About this task:
Would you write out the records below exactly as given?

Data for the task:
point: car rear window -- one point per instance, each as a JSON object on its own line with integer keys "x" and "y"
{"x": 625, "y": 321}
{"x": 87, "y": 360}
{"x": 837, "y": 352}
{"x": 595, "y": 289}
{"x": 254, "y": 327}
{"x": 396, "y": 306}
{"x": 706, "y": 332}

Answer box:
point: car rear window -- one point per instance, each as a JSON object on its own line with integer keys "x" and "y"
{"x": 625, "y": 321}
{"x": 87, "y": 360}
{"x": 837, "y": 352}
{"x": 595, "y": 289}
{"x": 254, "y": 327}
{"x": 396, "y": 306}
{"x": 706, "y": 332}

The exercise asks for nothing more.